**CHALLENGE 1:** Copy the "Starting With Data" lesson text word for word, from "Starting in the" to "around the UK.".
**CHALLENGE 2:** Write the next part of the "Starting With Data" lesson on Pandas and wave data, picking up right after its final sentence.

**PAGE EXTRACT:**
▬▬▬▬▬▬▬▬▬▬
Starting With Data
Overview
Teaching: 30 min
Exercises: 30 minQuestions
How can I import data in Python?
What is Pandas?
Why should I use Pandas to work with data?
Objectives
Navigate the workshop directory and download a dataset.
Explain what a library is and what libraries are used for.
Describe what the Python Data Analysis Library (Pandas) is.
Load the Python Data Analysis Library (Pandas).
Read tabular data into Python using Pandas.
Describe what a DataFrame is in Python.
Access and summarize data stored in a DataFrame.
Define indexing as it relates to data structures.
Perform basic mathematical operations and summary statistics on data in a Pandas DataFrame.
Create simple plots.
Working With Pandas DataFrames in Python
We can automate the process of performing data manipulations in Python. It’s efficient to spend time building the code to perform these tasks because once it’s built, we can use it over and over on different datasets that use a similar format. This makes our methods easily reproducible. We can also easily share our code with colleagues and they can replicate the same analysis.
Starting in the same spot
To help the lesson run smoothly, let’s ensure everyone is in the same directory. This should help us avoid path and file name issues. At this time please navigate to the workshop directory. If you are working in Jupyter Notebook be sure that you start your notebook in the workshop directory.
A quick aside that there are Python libraries like OS Library that can work with our directory structure, however, that is not our focus today.
Our Data
We are studying ocean waves and temperature in the seas around the UK.
For this lesson we will be using a subset of data from Centre for Environment Fisheries and Aquaculture Science (Cefas). WaveNet, Cefas’ strategic wave monitoring network for the United Kingdom, provides a single source of real-time wave data from a network of wave buoys located in areas at risk from flooding. https://wavenet.cefas.co.uk/
If we look out to sea, we notice that waves on the sea surface are not simple sinusoids. The surface appears to be composed of random waves of various lengths and periods. How can we describe this complex surface?
By making some simplifications and assumptions, we fit an idealised ‘spectrum’ to describe all the energy held in different wave frequencies. This describes the wave energy at a point, covering the energy in small ripples (high frequency) to long period (low frequency) swell waves. This figure shows an example idealised spectrum, with the highest energy around wave periods of 11 seconds.
We can go a step further, and also associate a wave direction with the amount of energy. These simplifications lead to a 2D wave spectrum at any point in the sea, with dimensions frequency and direction. Directional spreading is a measure of how wave energy for a given sea state is spread as a function of direction of propagation. For example the wave data on the left have a small directional spread, as the waves travel, this can fan out over a wider range of directions.
▬▬▬▬▬▬▬▬▬▬
**DATA ROWS:**
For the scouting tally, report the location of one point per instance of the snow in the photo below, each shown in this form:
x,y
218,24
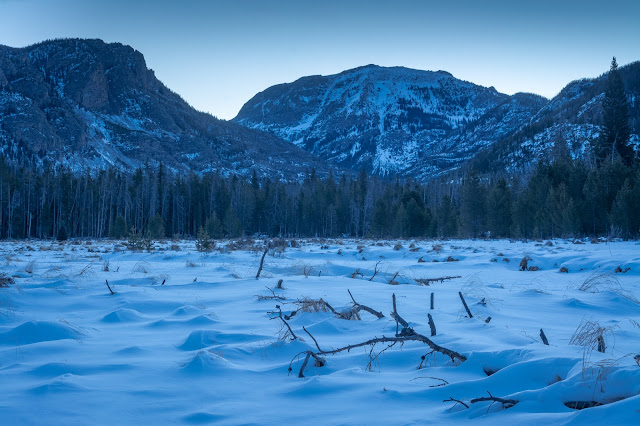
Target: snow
x,y
202,348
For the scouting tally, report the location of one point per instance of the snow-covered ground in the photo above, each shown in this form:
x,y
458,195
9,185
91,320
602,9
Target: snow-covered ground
x,y
203,347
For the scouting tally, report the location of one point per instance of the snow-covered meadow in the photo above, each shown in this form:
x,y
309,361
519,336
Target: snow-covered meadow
x,y
192,338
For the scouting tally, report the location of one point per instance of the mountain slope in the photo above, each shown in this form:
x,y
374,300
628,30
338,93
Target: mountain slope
x,y
423,124
88,104
569,123
390,120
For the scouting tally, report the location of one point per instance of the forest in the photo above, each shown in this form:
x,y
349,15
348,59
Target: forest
x,y
564,198
596,195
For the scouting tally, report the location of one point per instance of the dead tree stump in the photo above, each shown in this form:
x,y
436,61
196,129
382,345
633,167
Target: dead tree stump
x,y
465,304
432,325
544,337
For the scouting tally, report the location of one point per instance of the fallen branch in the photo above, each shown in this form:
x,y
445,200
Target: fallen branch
x,y
358,307
544,337
506,403
397,317
266,249
427,281
290,331
432,325
444,382
320,362
457,401
375,271
273,296
109,287
465,304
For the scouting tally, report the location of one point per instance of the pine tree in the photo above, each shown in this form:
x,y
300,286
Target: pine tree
x,y
614,139
119,228
447,218
155,228
203,241
231,223
472,205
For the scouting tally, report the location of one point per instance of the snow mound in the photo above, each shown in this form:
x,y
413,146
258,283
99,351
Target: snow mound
x,y
199,339
205,362
123,315
38,331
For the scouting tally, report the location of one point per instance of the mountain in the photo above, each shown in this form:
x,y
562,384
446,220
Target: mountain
x,y
567,125
89,104
421,124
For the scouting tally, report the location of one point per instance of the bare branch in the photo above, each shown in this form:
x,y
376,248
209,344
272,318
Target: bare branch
x,y
266,249
444,382
293,335
506,403
427,281
432,325
375,271
109,287
465,304
397,317
457,401
358,307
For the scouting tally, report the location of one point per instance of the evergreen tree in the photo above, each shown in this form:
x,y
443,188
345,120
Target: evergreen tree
x,y
62,234
214,227
499,207
119,228
616,132
155,228
622,210
447,218
203,241
231,223
472,205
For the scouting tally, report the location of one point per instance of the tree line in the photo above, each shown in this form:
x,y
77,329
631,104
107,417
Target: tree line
x,y
561,198
564,198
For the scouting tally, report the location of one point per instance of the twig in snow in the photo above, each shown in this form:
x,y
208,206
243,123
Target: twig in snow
x,y
290,331
457,401
465,304
109,287
358,307
266,249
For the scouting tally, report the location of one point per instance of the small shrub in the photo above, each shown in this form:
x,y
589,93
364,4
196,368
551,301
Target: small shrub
x,y
31,266
138,242
6,280
203,241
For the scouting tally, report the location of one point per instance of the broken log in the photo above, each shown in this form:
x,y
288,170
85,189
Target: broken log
x,y
465,304
396,316
266,249
432,325
427,281
358,307
109,287
544,337
506,403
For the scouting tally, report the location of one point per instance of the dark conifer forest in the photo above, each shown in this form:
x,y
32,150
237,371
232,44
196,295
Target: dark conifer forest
x,y
564,198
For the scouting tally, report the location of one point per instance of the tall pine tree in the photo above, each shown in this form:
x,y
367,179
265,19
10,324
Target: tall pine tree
x,y
614,139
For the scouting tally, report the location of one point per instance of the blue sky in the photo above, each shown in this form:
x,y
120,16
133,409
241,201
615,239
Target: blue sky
x,y
218,54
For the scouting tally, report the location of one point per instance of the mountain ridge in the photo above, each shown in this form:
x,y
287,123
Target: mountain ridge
x,y
431,150
84,103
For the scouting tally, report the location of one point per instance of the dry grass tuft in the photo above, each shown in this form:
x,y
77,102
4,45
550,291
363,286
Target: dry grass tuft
x,y
6,280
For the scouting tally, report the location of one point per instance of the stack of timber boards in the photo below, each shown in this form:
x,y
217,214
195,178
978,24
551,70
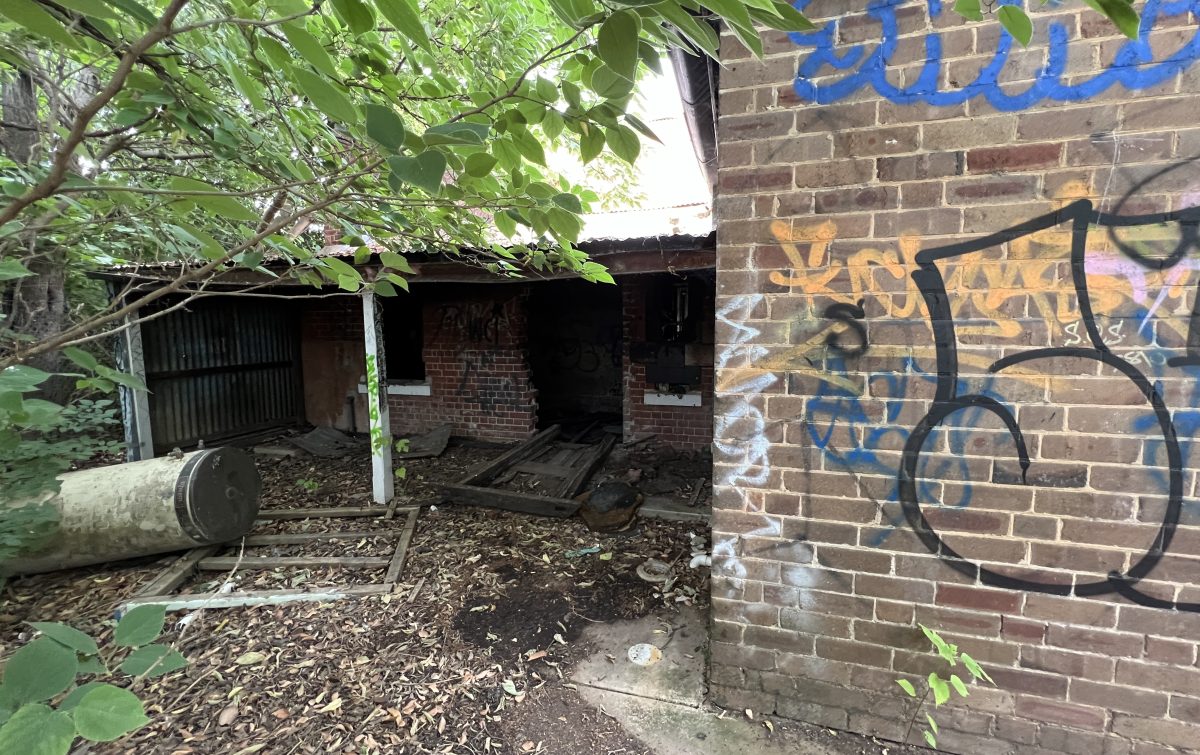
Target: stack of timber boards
x,y
561,468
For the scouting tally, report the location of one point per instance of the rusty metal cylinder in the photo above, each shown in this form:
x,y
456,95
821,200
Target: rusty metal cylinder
x,y
149,507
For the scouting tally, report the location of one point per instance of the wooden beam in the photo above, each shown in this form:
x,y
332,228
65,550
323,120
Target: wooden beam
x,y
178,573
135,403
588,466
534,467
330,513
255,597
383,483
312,537
511,501
225,563
397,558
520,453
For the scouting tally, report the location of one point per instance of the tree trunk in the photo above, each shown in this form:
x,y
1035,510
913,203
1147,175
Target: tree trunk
x,y
34,306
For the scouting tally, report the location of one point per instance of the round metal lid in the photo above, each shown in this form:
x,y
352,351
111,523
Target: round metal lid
x,y
216,495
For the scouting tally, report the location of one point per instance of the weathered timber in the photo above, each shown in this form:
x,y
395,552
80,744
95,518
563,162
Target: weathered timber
x,y
223,563
514,455
511,501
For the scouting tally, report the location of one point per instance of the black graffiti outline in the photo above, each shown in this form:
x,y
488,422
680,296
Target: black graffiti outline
x,y
850,315
1081,215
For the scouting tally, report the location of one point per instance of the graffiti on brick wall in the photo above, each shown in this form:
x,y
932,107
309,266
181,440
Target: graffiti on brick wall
x,y
741,433
833,72
949,399
952,325
478,322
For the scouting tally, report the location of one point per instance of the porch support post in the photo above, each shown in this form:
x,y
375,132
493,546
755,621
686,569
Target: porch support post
x,y
382,479
135,403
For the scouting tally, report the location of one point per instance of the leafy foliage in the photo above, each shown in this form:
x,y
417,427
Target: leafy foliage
x,y
48,669
941,688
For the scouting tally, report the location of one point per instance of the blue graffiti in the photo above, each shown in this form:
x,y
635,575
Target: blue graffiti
x,y
833,407
1133,66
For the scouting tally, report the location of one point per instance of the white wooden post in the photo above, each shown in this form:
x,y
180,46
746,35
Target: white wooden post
x,y
135,403
382,480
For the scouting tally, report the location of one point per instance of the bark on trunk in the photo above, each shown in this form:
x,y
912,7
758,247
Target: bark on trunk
x,y
34,306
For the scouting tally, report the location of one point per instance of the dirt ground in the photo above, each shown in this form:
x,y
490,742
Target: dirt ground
x,y
471,654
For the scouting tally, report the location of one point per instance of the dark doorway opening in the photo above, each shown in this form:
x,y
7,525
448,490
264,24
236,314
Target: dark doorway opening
x,y
575,352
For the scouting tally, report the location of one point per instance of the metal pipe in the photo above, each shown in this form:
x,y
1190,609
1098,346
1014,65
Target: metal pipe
x,y
141,508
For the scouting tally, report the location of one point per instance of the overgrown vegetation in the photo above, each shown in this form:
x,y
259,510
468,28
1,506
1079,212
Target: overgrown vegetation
x,y
45,707
941,688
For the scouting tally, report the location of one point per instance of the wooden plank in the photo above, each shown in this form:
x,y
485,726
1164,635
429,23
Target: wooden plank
x,y
511,501
223,563
397,558
255,597
313,537
178,573
588,466
522,451
537,467
383,481
330,513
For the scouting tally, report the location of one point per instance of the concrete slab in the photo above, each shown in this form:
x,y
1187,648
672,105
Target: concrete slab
x,y
678,677
671,729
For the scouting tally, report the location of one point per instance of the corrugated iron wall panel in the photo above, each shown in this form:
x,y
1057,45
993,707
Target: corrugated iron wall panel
x,y
220,369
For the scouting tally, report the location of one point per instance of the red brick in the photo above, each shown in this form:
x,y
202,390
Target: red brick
x,y
1017,157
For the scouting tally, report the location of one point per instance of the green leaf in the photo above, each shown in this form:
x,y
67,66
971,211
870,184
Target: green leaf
x,y
591,144
357,15
611,84
90,7
568,202
108,713
1121,13
959,687
325,96
141,625
29,15
623,142
39,671
406,18
480,165
969,9
396,262
459,132
12,269
70,636
211,198
310,48
941,691
37,730
425,171
153,660
385,127
1018,24
77,694
249,88
617,42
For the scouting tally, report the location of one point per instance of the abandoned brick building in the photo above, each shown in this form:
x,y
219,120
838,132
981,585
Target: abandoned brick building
x,y
957,375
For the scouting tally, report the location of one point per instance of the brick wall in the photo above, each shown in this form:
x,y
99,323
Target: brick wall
x,y
474,351
949,390
679,426
475,363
▬▬▬▬▬▬▬▬▬▬
**EXERCISE OUTPUT 1:**
Starting in the same spot
To help the lesson run smoothly, let’s ensure everyone is in the same directory. This should help us avoid path and file name issues. At this time please navigate to the workshop directory. If you are working in Jupyter Notebook be sure that you start your notebook in the workshop directory.
A quick aside that there are Python libraries like OS Library that can work with our directory structure, however, that is not our focus today.
Our Data
We are studying ocean waves and temperature in the seas around the UK.

**EXERCISE OUTPUT 2:**
When it is very windy or storms pass-over large sea areas, surface waves grow from short choppy wind-sea waves into powerful swell waves. The height and energy of the waves is larger in winter time, when there are more storms. wind-sea waves have short wavelengths / wave periods (like ripples) while swell waves have longer periods (at a lower frequency).
The example file contains a obervations of sea temperatures, and waves properties at different buoys around the UK.
The dataset is stored as a .csv
file: each row holds information for a
single wave buoy, and the columns represent:
Column | Description |
---|---|
record_id | Unique id for the observation |
buoy_id | Unique id for the wave buoy |
Name | Name of the wave buoy |
Date | Date & time of measurement in day/month/year hour:minute |
Tz | The average wave period (in seconds) |
Peak Direction | The direction of the highest energy waves (in degrees) |
Tpeak | The period of the highest energy waves (in seconds) |
Wave Height | Significant* wave height (in metres) |
Temperature | Water temperature (in degrees C) |
Spread | The “directional spread” at Tpeak (in degrees) |
Operations | Sea safety classification |
Seastate | Categorised by period |
Quadrant | Categorised by prevailing wave direction |
* “significant” here is defined as the mean wave height (trough to crest) of the highest third of the waves
The first few rows of our first file look like this:
record_id,buoy_id,Name,Date,Tz,Peak Direction,Tpeak,Wave,Height,Temperature,Spread,Operations,Seastate,Quadrant
1,14,SW Isles of Scilly WaveNet Site,17/04/2023,00:00,7.2,263,10,1.8,10.8,26,crew,swell,west
2,7,Hayling Island Waverider,17/04/2023,00:00,4,193,11.1,0.2,10.2,14,crew,swell,south
3,5,Firth of Forth WaveNet Site,17/04/2023,00:00,3.7,115,4.5,0.6,7.8,28,crew,windsea,east
4,3,Chesil Waverider,17/04/2023,00:00,5.5,225,8.3,0.5,10.2,48,crew,swell,south
5,10,M6 Buoy,17/04/2023,00:00,7.6,240,11.7,4.5,11.5,89,no,go,swell,west
6,9,Lomond,17/04/2023,00:00,4,NaN,NaN,0.5,NaN,NaN,crew,swell,north
About Libraries
A library in Python contains a set of tools (called functions) that perform tasks on our data. Importing a library is like getting a piece of lab equipment out of a storage locker and setting it up on the bench for use in a project. Once a library is set up, it can be used or called to perform the task(s) it was built to do.
Pandas in Python
One of the best options for working with tabular data in Python is to use the Python Data Analysis Library (a.k.a. Pandas). The Pandas library provides data structures, produces high quality plots with matplotlib and integrates nicely with other libraries that use NumPy (which is another Python library) arrays.
Python doesn’t load all of the libraries available to it by default. We have to
add an import
statement to our code in order to use library functions. To import
a library, we use the syntax import libraryName
. If we want to give the
library a nickname to shorten the command, we can add as nickNameHere
. An
example of importing the pandas library using the common nickname pd
is below.
import pandas as pd
Each time we call a function that’s in a library, we use the syntax
LibraryName.FunctionName
. Adding the library name with a .
before the
function name tells Python where to find the function. In the example above, we
have imported Pandas as pd
. This means we don’t have to type out pandas
each
time we call a Pandas function.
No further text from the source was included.